[Opening Records for this task section]

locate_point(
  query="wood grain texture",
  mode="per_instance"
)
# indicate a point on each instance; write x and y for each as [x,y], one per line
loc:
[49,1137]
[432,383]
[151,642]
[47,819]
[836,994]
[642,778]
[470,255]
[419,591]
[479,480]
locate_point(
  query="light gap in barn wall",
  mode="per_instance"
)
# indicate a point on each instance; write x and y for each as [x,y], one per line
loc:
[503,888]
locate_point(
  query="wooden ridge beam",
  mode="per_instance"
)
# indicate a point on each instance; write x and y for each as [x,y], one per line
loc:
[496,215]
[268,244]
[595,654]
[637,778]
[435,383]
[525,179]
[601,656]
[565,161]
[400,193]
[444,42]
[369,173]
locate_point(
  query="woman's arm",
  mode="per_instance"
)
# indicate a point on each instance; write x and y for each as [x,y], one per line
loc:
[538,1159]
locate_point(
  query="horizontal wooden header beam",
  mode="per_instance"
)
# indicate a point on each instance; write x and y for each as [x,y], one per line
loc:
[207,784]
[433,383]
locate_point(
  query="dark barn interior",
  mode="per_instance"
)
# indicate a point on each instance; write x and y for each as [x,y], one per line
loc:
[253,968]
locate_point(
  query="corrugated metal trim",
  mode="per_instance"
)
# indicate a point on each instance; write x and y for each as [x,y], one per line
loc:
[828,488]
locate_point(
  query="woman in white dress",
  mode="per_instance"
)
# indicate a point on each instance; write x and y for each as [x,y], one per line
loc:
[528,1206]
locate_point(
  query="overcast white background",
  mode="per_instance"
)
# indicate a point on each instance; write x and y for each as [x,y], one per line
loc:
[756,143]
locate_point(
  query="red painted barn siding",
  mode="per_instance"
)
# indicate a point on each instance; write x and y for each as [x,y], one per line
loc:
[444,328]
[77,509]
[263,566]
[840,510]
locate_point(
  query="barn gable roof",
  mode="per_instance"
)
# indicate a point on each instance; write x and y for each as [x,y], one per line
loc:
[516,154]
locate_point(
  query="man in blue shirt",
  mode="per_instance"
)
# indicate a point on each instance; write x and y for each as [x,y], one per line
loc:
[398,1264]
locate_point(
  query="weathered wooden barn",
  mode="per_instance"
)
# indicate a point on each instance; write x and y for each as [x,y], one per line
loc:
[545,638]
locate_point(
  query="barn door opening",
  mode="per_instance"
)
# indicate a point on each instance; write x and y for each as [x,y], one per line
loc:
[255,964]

[Closing Records for this task section]

[Problem requirements] In the material above, which lines contain "woman"? Copy each of them.

[Exercise output]
  query="woman's arm",
  query="woman in white dress",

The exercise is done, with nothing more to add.